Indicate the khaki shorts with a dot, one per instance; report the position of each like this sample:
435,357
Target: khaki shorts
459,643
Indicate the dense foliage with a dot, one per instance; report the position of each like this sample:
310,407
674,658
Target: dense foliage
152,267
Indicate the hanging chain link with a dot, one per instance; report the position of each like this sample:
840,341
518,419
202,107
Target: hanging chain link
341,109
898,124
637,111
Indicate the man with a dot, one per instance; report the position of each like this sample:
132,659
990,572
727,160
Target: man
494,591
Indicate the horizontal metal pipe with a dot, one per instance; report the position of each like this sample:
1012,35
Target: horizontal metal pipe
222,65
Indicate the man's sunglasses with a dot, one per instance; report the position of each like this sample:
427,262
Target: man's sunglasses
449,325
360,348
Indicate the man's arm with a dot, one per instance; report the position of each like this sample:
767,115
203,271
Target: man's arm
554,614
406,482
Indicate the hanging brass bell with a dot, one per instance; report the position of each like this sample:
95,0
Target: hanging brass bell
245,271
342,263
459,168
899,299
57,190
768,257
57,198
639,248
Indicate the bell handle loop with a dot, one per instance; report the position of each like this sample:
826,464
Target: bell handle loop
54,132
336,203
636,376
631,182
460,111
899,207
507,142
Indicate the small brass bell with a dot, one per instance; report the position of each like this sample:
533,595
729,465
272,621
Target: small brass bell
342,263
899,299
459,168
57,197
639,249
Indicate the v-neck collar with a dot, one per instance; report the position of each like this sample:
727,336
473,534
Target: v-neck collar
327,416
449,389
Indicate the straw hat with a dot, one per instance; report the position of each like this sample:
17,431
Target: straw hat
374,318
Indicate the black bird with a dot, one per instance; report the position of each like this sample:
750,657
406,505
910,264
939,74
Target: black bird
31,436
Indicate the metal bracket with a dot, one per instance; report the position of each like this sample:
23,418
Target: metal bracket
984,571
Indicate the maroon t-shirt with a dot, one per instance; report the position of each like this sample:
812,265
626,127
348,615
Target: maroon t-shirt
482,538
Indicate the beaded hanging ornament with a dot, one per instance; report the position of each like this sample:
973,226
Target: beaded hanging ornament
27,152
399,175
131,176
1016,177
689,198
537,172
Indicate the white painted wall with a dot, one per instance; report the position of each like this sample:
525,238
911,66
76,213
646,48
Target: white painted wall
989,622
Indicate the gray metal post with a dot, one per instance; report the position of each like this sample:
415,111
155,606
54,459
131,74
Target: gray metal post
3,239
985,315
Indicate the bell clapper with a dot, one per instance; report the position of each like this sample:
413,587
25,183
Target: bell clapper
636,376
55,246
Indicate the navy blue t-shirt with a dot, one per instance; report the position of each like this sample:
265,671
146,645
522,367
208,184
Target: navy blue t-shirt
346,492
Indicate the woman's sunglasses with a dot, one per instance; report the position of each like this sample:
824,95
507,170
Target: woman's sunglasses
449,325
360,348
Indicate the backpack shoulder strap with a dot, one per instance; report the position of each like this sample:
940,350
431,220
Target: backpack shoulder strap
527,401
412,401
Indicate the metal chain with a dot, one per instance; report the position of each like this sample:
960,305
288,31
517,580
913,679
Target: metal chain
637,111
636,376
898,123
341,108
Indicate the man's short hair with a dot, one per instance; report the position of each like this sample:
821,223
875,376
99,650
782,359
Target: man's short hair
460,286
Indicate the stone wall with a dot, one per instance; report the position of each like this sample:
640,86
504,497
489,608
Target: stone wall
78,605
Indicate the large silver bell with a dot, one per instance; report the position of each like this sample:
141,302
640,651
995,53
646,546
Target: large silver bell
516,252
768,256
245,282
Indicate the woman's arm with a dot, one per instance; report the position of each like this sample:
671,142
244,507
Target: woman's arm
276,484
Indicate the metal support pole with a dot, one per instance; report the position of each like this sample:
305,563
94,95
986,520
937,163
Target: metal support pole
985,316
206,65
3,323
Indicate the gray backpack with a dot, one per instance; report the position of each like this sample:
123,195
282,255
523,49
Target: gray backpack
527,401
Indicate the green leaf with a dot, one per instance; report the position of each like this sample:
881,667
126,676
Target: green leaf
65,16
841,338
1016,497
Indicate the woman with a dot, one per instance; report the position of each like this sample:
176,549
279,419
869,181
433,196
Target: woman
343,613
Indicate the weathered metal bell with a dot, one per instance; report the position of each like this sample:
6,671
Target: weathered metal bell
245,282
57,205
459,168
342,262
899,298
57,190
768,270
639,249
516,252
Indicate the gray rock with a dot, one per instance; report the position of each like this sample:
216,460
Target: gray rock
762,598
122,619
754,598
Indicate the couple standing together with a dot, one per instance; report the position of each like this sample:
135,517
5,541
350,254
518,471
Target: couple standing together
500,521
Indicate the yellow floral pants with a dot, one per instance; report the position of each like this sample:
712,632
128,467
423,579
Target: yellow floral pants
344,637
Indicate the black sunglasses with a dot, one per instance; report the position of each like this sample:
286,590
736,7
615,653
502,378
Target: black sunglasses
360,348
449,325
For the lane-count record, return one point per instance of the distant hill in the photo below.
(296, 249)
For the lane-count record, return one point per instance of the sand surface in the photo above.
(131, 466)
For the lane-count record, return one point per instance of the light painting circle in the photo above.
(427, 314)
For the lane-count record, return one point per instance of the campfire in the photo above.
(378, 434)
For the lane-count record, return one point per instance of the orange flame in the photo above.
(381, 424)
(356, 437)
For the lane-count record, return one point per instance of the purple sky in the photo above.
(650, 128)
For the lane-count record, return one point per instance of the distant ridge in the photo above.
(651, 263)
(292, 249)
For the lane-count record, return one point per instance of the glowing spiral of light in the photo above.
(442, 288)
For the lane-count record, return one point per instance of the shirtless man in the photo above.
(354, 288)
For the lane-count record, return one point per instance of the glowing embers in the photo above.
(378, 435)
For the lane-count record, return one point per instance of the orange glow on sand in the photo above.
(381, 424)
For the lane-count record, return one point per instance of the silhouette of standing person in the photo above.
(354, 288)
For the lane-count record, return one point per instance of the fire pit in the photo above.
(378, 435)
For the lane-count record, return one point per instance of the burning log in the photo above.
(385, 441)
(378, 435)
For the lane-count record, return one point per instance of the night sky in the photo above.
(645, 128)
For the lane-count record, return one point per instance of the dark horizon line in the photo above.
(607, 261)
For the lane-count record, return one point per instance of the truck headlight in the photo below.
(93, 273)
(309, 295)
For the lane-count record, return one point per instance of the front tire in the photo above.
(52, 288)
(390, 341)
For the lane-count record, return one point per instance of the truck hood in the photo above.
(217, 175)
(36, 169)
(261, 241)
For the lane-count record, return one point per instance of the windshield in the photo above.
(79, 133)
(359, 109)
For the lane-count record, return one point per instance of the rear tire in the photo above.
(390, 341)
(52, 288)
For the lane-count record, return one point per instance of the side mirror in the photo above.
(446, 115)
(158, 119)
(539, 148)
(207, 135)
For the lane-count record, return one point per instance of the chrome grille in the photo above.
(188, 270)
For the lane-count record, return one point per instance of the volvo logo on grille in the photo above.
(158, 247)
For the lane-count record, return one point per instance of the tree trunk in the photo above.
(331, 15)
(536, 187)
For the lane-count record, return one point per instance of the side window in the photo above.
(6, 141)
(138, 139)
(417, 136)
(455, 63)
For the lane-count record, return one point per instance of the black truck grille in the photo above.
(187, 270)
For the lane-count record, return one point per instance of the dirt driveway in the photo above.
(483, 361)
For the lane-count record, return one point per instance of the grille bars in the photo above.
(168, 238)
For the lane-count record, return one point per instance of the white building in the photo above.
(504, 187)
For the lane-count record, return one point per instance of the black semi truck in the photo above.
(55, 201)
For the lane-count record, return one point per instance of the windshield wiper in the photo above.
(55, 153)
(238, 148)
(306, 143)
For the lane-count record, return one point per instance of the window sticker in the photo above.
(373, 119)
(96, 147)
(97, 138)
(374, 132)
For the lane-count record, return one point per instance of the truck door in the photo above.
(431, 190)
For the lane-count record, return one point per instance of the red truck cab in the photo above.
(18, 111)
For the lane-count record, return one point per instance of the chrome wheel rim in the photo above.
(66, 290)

-.-.-

Description of the task:
Take the lines from the first line of the listing up to and including the line with "Indicate the man with" and give them again exactly.

Final answer:
Indicate the khaki shorts with a dot, one per instance; report the position of each like this sample:
435,357
Target: khaki shorts
459,643
Indicate the dense foliage with a dot, one per instance; report the position of each like this sample:
310,407
674,658
Target: dense foliage
152,267
Indicate the hanging chain link with a dot, one per instance; report the position of each like this sample:
840,341
518,419
202,107
Target: hanging chain link
341,109
898,124
637,111
Indicate the man with a dot, one per instance; report the position of each like this sample:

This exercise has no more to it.